-- Start SUPPLIED RECORDS --

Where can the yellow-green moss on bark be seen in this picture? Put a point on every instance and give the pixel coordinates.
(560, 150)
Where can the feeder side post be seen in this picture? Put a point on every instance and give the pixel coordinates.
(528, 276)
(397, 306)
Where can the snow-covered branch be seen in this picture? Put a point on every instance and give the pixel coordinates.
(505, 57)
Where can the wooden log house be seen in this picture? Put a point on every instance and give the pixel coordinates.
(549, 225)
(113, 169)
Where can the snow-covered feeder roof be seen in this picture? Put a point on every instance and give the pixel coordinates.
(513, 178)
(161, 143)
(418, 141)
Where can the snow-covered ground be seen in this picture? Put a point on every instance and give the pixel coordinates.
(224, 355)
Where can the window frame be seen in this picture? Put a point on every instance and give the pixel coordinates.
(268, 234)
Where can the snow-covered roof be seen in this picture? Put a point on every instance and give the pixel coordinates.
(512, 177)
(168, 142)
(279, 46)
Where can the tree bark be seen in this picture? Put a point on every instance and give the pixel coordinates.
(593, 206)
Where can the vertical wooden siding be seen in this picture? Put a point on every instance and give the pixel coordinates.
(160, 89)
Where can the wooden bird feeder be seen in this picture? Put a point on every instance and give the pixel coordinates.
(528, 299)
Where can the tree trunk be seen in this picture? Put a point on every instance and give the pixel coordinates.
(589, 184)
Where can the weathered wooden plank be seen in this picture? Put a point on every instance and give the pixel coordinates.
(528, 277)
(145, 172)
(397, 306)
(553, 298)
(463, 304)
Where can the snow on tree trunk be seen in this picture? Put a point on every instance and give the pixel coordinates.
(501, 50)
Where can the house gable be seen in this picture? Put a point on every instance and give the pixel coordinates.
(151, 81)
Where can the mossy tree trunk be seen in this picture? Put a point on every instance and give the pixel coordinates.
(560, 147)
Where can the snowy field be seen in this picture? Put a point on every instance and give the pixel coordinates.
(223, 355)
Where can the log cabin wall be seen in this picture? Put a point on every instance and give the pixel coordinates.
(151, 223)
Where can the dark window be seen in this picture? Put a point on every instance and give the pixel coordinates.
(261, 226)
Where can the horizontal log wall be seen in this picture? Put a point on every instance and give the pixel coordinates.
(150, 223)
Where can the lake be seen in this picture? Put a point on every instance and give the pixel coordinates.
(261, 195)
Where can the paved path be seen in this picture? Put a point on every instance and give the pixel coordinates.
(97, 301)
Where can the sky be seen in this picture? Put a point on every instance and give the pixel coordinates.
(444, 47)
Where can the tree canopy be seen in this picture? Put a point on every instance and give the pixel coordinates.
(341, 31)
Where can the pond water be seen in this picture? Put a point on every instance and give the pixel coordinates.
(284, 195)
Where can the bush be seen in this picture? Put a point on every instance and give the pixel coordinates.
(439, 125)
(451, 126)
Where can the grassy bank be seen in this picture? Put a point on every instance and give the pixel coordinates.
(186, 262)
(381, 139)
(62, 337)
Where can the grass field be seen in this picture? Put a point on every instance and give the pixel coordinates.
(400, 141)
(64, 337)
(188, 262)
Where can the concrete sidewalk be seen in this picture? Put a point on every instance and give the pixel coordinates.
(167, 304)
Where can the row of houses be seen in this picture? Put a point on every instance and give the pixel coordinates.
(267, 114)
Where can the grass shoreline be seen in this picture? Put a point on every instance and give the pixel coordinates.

-- End SUPPLIED RECORDS --

(TASK DETAILS) Please update the material above, replacing every "Put a point on" with "Place a marker on" and keeping all other text the same.

(FINAL ANSWER)
Where can the yellow-green moss on bark be seen in this picture? Place a marker on every instance and give the pixel coordinates.
(560, 150)
Where can the feeder side post be seen in this picture? Place a marker on every instance and give the pixel coordinates.
(528, 276)
(397, 306)
Where can the snow-covered branch be seen in this picture? Place a marker on every instance and give the pixel coordinates.
(505, 57)
Where can the wooden log house be seen in this picture? Place a marker on every instance and give the pixel coordinates.
(549, 225)
(113, 169)
Where can the snow-covered feeder roof be seen in this picture? Place a marker on every instance and give the pixel coordinates.
(513, 178)
(161, 143)
(418, 141)
Where can the snow-covered ground be seen in this picture? Place a marker on every instance and give the pixel coordinates.
(224, 355)
Where can the window frame be seen in this picture? Place a marker on every instance and give the pixel coordinates.
(268, 234)
Where can the snow-covered roof be seen in this picture? Place a marker on every instance and give the pixel coordinates.
(512, 177)
(168, 142)
(279, 46)
Where can the tree bark be seen in this picture? Place a marker on every instance and give the pixel coordinates.
(593, 206)
Where can the vertical wooden siding be seen in this picture? Place a marker on every instance and give the pixel coordinates.
(160, 89)
Where can the wooden bird feeder be seen in this picture? Place a marker on every instance and give the pixel coordinates.
(528, 299)
Where can the tree trunk be seen in this picture? Place a marker on every instance and give the pixel coordinates.
(589, 184)
Where can the weathered wooden plank be seen in this picture? Place a marker on every instance and give the pixel coordinates.
(528, 277)
(145, 172)
(397, 306)
(553, 298)
(463, 304)
Where can the snow on tree trunk be seen in this picture? Place a marker on every instance and give the pixel coordinates.
(501, 50)
Where can the house gable be seen in this picture? Place a marker on every instance and give the pixel coordinates.
(151, 81)
Where can the mossy tree trunk be seen in this picture? Place a marker on every instance and give the pixel coordinates.
(560, 147)
Where can the snowy field be seen in this picture? Place a marker on every instance and give the pixel coordinates.
(223, 355)
Where can the log cabin wall be seen in this picture? Place a marker on every instance and give the pixel coordinates.
(151, 223)
Where can the dark window be seen in this picture? Place a marker on every instance and give the pixel coordinates.
(261, 226)
Where can the horizontal log wall be seen in this picture? Place a marker on every instance and give the pixel coordinates.
(150, 223)
Where can the lake be seen in this picture? Place a marker on every instance and give the pixel coordinates.
(261, 195)
Where can the paved path be seen in this picture? Place a marker on every instance and give the pixel coordinates.
(97, 301)
Where can the sky be seen in this picture? Place a marker on every instance and give the pixel coordinates.
(444, 47)
Where can the tree canopy be seen in this picture? Place a marker on every instance and give the pixel coordinates.
(341, 31)
Where can the pond water be seen in this picture? Place a marker on every instance and give the pixel coordinates.
(284, 195)
Where can the bush be seen in this picture? Place a marker on every instance and give the pixel coordinates.
(439, 125)
(451, 126)
Where can the grassy bank be seen in this picture? Place a marker on every instance and give the pixel coordinates.
(186, 262)
(381, 139)
(62, 337)
Where can the grass field be seen in this picture? Place a marker on every instance and give the pixel coordinates.
(400, 141)
(64, 337)
(188, 262)
Where can the concrete sidewalk be seen in this picture? Place a marker on every instance and give the pixel coordinates.
(167, 304)
Where can the row of houses be seen in this picture? Place a marker on every instance and give the pixel coordinates.
(267, 114)
Where can the grass shoreline be seen in this picture? Place a marker on every instance and give the pixel coordinates.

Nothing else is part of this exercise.